- [Document excerpt]:
+ + + + + + +

The Mizoram Weightlifting Association plays a very active role in promoting weightlifting in Mizoram. Mizoram Weightlifter Jeremy Lalrinnunga became the first person from India to win a gold medal in the men's 62 kg categoryat the Youth Olympics.

==Cricket==
The Cricket Association of Mizoram has a cricket stadium on the outskirts of Mizoram, called Suaka Cricket Stadium. The Association, which was formed in 1992, has eight first division clubs and 24 second division clubs.

The Mizoram team entered the national cricket competitions in the 2018-19 season.

==Boxing==
Mizoram boxing association has a very good record in national and international boxing. Nutlai LalbiakkimaJenny R. L. and Zoramthanga (boxer), Lalrinsanga Tlau, who won the WBC World Youth Title in 2021, are some of the more famous boxers from Mizoram.

==Sports venues in Mizoram==

===Indoor===
- Hawla Indoor Stadium Basketball and Contact Sports
- Dengthuama Indoor Stadium Judo, Boxing, Volleyball, Badminton and Volleyball
- Sazaikawn multi-purpose indoor stadium, Lunglei.
- Mizoram Table Tennis Hall, Mission Veng
- Vanlallawma Indoor Stadium
- Boxing Hall, Ramhlun

===Outdoor stadium===
- Rajiv Gandhi Stadium (Aizawl) For Athletics and Football
- Lammual Football
- Thenzawl Golf Course
- Zobawk Sports Academy, Lunglei
- Thuamluaia Mual - artificial turf in Lunglei for Football
- Kawnpui Hockey ground - Artificial turf for Playing Hockey
- Champhai Zotlang Sports Stadium - Artificial Turf ground in Champhai for Athletics and Football
- Suaka Cricket Stadium- Sihhmui
- Kolasib Sports Stadium, Venglai - Athletics and Football with artificial turf.
- Serchhip Hmarveng Complex Field -Artificial turf football ground.
- Central YLA Playground, Lawngtlai - Artificial turf football ground.

+ + + + + + +

- [Work to complete]:
From the text on sports in Mizoram, return the passage word for word, beginning at the words "The Mizoram Weightlifting" and ending after the words "second division clubs.".

- [Dataset excerpts]:
+ + + + + + +

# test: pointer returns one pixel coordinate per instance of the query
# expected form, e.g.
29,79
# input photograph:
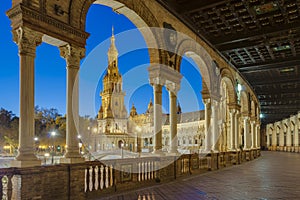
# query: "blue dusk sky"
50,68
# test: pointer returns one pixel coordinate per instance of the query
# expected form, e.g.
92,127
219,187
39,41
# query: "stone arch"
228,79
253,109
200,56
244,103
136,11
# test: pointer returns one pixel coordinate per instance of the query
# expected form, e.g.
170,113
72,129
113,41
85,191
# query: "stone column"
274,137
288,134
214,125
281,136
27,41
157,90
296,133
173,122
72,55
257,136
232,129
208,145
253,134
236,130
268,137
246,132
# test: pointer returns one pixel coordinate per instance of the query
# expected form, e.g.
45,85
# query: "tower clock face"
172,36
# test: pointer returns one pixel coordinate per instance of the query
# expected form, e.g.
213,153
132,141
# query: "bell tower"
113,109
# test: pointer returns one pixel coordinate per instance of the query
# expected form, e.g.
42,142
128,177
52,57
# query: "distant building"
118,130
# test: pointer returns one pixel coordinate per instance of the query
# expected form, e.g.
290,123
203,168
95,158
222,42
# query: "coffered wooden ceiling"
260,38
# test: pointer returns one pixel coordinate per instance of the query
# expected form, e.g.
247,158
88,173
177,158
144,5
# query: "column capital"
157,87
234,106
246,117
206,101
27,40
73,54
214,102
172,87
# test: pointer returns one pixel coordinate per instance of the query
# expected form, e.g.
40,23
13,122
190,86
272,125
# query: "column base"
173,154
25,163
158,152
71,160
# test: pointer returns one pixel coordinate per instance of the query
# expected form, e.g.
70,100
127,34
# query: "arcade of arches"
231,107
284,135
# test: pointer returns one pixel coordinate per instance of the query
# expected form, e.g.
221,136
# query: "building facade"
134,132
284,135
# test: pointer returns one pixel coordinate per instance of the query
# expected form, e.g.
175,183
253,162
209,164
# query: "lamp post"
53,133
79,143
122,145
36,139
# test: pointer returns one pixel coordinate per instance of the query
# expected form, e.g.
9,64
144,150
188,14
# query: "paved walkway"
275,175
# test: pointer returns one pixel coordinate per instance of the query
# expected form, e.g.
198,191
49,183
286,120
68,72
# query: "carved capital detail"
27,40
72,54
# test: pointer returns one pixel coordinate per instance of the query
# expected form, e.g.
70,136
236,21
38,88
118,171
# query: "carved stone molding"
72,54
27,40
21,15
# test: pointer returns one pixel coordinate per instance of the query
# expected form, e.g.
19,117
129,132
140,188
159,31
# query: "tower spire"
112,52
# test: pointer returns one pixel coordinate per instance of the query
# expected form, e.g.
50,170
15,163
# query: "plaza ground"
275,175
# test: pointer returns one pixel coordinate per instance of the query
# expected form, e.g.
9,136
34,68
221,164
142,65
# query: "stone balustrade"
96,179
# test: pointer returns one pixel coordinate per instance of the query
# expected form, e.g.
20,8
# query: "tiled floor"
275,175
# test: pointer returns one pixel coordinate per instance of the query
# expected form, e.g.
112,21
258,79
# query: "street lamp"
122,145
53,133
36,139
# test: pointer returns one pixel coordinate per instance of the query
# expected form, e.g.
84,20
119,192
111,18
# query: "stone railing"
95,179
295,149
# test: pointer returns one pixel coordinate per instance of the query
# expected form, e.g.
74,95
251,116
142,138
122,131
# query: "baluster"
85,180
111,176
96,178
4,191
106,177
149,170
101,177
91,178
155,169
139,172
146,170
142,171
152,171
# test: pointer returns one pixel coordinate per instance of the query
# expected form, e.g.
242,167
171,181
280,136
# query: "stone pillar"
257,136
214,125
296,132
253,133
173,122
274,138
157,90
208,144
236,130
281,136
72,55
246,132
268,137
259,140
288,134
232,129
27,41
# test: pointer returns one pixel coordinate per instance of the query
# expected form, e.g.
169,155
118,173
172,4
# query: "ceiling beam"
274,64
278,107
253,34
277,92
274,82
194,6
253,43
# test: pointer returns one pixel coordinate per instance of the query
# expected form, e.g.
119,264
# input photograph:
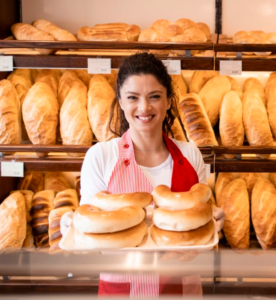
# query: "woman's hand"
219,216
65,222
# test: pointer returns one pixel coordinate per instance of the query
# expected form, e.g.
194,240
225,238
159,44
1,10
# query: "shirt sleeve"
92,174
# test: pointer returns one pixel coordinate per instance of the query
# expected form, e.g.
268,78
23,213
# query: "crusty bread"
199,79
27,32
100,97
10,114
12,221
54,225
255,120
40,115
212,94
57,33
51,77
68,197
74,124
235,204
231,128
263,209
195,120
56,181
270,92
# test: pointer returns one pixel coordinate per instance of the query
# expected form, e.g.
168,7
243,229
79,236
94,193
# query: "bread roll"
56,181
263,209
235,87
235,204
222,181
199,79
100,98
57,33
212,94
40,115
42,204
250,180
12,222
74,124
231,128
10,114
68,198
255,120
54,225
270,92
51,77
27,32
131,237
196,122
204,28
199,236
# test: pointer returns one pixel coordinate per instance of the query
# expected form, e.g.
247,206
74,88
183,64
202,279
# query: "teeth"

+ + + + + + +

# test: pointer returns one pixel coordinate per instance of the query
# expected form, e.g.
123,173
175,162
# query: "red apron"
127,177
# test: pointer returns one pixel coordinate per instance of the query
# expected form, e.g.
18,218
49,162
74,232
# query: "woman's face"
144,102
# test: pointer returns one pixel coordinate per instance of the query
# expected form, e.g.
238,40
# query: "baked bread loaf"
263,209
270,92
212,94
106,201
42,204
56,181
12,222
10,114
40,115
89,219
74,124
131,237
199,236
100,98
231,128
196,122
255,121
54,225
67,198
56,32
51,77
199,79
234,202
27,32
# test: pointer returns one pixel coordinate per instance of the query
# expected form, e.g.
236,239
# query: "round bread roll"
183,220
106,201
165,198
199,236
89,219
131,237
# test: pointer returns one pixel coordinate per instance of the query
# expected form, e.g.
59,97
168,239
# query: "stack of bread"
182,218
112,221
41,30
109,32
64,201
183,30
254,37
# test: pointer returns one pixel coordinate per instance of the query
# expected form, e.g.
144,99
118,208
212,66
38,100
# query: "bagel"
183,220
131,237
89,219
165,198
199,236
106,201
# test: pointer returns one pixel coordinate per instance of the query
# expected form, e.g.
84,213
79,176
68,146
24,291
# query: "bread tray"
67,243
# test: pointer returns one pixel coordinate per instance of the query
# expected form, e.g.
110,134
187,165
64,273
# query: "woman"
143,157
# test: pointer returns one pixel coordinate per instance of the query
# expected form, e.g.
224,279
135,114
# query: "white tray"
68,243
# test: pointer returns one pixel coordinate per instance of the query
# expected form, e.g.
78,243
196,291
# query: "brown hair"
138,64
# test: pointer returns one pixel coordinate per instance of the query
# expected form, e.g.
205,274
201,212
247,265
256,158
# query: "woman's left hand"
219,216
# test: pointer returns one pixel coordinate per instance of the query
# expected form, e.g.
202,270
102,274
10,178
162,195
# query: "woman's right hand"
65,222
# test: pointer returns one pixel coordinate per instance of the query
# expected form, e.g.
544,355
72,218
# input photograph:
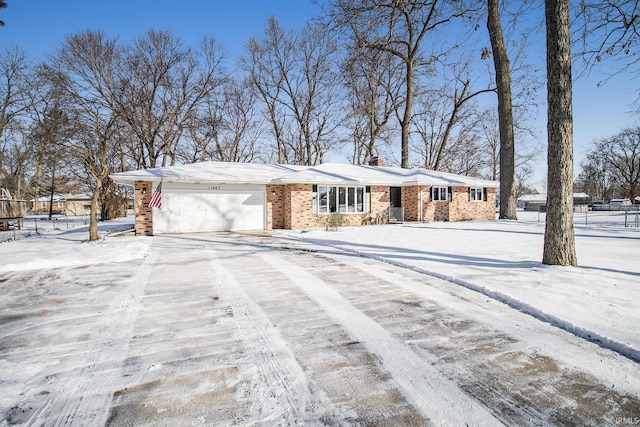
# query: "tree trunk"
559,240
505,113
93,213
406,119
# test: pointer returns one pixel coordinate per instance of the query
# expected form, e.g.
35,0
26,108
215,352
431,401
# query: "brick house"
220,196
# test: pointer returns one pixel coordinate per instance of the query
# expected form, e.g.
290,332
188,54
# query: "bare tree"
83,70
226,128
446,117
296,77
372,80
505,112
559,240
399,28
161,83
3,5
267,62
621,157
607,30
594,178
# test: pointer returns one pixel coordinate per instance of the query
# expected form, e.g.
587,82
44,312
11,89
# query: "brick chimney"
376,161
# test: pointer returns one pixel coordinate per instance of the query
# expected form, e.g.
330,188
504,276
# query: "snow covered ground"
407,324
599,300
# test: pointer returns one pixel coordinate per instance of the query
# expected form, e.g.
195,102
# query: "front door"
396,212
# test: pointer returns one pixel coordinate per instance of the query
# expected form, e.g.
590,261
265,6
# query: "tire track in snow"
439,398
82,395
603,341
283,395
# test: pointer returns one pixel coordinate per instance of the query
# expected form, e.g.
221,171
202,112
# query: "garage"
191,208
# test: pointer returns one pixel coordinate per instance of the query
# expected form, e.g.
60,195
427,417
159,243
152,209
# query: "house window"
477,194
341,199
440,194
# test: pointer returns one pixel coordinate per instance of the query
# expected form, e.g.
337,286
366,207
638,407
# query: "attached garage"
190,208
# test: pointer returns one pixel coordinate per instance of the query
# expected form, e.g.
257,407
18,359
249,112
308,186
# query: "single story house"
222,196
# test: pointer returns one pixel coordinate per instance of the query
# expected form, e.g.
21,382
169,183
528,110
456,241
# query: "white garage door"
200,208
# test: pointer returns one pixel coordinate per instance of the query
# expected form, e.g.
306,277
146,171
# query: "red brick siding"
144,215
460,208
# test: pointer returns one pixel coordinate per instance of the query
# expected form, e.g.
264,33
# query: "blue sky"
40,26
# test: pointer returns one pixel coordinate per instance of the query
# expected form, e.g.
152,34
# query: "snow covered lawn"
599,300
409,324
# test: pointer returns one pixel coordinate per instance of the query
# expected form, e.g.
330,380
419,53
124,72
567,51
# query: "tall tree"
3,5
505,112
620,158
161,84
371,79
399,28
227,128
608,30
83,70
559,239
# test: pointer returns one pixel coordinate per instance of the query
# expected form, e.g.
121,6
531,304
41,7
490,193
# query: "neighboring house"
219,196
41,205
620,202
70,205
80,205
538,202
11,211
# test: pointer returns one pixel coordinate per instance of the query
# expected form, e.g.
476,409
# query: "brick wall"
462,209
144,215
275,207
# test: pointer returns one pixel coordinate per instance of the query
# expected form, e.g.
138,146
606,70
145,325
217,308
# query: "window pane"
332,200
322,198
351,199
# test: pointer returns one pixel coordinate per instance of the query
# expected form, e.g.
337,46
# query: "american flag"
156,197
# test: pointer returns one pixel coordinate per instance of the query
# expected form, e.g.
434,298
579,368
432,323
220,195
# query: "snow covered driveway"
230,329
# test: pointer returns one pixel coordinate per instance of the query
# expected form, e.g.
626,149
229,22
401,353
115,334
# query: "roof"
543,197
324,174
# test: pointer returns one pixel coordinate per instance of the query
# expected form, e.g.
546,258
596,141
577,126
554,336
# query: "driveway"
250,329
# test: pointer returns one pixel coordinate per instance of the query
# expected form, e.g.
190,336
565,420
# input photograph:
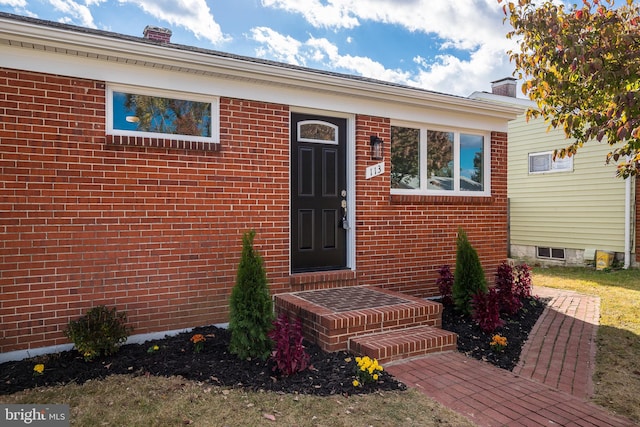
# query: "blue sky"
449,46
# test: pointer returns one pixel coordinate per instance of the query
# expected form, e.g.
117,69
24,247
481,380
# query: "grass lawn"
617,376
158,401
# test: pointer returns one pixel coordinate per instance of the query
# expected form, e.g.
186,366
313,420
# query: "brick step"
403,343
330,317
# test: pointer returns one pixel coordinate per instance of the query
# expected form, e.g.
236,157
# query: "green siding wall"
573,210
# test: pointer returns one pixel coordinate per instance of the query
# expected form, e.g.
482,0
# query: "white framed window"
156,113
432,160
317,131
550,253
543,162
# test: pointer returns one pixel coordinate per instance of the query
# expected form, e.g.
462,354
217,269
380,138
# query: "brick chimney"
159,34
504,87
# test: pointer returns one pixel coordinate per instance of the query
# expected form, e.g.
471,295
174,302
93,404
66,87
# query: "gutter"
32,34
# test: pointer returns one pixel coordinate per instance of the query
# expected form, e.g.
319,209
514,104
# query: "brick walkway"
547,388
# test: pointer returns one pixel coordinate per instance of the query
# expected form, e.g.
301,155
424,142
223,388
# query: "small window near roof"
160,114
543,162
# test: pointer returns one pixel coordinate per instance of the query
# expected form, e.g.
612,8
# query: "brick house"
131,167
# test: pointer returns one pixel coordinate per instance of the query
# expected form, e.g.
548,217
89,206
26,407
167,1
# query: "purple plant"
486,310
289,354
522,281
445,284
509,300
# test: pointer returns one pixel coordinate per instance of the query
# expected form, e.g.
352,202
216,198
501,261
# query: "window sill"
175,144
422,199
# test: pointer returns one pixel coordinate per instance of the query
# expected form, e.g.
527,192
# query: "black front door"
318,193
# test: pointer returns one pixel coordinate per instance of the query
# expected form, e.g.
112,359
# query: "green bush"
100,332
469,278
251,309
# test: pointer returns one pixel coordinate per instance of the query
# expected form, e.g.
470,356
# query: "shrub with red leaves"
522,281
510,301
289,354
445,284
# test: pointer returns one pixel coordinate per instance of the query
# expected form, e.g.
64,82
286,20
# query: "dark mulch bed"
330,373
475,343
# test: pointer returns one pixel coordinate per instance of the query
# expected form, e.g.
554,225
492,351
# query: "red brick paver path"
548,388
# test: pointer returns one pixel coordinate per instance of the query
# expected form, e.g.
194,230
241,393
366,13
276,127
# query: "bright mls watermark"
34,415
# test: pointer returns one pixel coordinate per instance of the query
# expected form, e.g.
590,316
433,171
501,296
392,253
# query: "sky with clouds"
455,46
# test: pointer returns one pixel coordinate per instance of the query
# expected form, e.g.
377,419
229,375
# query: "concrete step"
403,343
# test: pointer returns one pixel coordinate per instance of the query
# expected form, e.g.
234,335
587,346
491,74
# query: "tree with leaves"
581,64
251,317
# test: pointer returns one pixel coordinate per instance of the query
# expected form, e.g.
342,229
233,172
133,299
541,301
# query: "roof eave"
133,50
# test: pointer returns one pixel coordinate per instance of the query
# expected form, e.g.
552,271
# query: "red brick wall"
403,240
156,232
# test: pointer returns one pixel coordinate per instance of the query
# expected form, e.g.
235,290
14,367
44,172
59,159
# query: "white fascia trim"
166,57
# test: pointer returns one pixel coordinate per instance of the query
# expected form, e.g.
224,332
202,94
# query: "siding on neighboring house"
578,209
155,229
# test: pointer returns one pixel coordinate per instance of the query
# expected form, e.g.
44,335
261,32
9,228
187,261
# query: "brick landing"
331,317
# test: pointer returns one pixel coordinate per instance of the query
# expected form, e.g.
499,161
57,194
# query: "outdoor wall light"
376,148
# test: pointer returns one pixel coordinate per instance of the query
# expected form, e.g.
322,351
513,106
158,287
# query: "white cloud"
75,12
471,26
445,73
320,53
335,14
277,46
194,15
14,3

+ + + + + + +

- [Solution to the exercise]:
The Mizoram Weightlifting Association plays a very active role in promoting weightlifting in Mizoram. Mizoram Weightlifter Jeremy Lalrinnunga became the first person from India to win a gold medal in the men's 62 kg categoryat the Youth Olympics.

==Cricket==
The Cricket Association of Mizoram has a cricket stadium on the outskirts of Mizoram, called Suaka Cricket Stadium. The Association, which was formed in 1992, has eight first division clubs and 24 second division clubs.